Extrait du jugement —
────────────────

LE PROCUREUR GÉNÉRAL DU CANADA

défendeur

 

MOTIFS DU JUGEMENT ET JUGEMENT

 

[1]               Il s’agit d’une demande de contrôle judiciaire de la décision du Directeur général de l’Autorité des griefs des Forces canadiennes (« l’Autorité des griefs »), faite au nom du Chef d’état-major de la défense (« CEMD »), datée le 16 février 2009, refusant de considérer le grief du demandeur au deuxième et dernier palier, au motif que le grief a été soumis hors délai sans justification raisonnable.

 

 

Le contexte factuel

[2]               Le demandeur est membre des Forces canadiennes. Il a déposé un grief en vertu du paragraphe 29 de la Loi sur la défense nationale, L.R.C. 1985, c. N-5 (la Loi) en 2006 (voir aussi l’article 7.01 des Ordonnances et règlements royaux applicables aux Forces canadiennes (Ordonnances et règlements royaux)). L’autorité initiale ne lui accorde pas le redressement escompté au premier palier de la procédure d’examen des griefs et cette décision est reçue par le demandeur le 24 juin 2008.

 

[3]               Le demandeur dispose alors d’un délai de 90 jours de la réception de la décision de l’autorité initiale (Ordonnances et règlements royaux au paragraphe 7.10(2)), soit jusqu’au 22 septembre 2008, pour porter son grief devant le CEMD, l’autorité de dernière instance en matière des griefs en vertu de l’article 29.11 de la Loi.

 

[4]               L’article 29.14 de la Loi donne au CEMD l’autorité de déléguer ses pouvoirs, devoirs et responsabilités à l’Autorité des griefs pour qu’elle agisse comme l’autorité de dernière instance concernant tous les griefs qui ne sont pas remis au Comité des griefs des Forces canadiennes conformément aux Ordonnances et règlements royaux, Volume 1, Chapitre 7.

 

[5]               Le Directeur général de l’Autorité des griefs a reçu le grief du demandeur le 21 novembre 2008, soit près de deux mois après l’expiration du délai prescrit, et il estime que les prétentions du demandeur ne contiennent pas de nouvelles explications qui puissent persuader le CEMD qu’il serait dans l’intérêt de la justice d’examiner le grief hors délai en vertu du paragraphe 7.10(4) des Ordonnances et règlements royaux. Il informe le demandeur des motifs de sa décision dans sa lettre du 16 février 2009. Insatisfait de la décision de l’Autorité des griefs, le demandeur demande le contrôle judiciaire de la décision.

 

La décision contestée

[6]               L’Autorité des griefs précise dans sa décision du 16 février 2009 qu’elle a examiné le grief du demandeur daté du 20 juin 2006 concernant des enquêtes administratives et policières à son sujet.

 

[7]               L’Autorité des griefs note ensuite que le 16 septembre 2008 et le 22 octobre 2008, les procureurs du demandeur ont demandé des prolongations du délai prescrit au paragraphe 7.10(2) des Ordonnances et règlements royaux. Elle explique qu’il n’existe aucune autorité permettant à l’avance la prolongation des délais d’expiration prévue au règlement (Ordonnances et règlements royaux aux paragraphes 7.02(1) et (2)) et note qu’aucune discrétion ne peut être exercée à cet égard.

────────────────

Consigne —
Répondez aux questions suivantes à partir de l'extrait du jugement.
1. À quelle date le demandeur a-t-il reçu la décision de l'autorité initiale ?
2. Jusqu'à quelle date pouvait-il porter son grief devant le CEMD ?
3. Sur quoi portait le grief du demandeur daté du 20 juin 2006 ?
Les données qui suivent forment un ensemble distinct de l'extrait du jugement.

────────────────

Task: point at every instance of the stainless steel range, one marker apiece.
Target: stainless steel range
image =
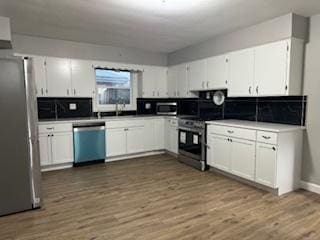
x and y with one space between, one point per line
192 142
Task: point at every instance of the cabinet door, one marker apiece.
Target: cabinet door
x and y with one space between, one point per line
62 148
266 162
149 135
116 141
271 69
40 76
83 78
172 81
135 136
173 139
217 72
241 73
167 134
182 83
148 82
45 149
197 75
161 82
159 134
58 72
219 154
243 158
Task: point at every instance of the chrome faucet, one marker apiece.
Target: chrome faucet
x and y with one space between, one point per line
120 101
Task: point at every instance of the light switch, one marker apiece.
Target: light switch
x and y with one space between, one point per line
72 106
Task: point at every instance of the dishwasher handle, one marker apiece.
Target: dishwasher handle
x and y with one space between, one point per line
86 129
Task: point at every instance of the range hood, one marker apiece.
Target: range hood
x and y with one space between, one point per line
5 33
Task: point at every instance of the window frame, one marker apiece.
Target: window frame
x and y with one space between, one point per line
112 107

────────────────

Corrigé détaillé —
1. Le 24 juin 2008.
2. Jusqu'au 22 septembre 2008.
3. Sur des enquêtes administratives et policières à son sujet.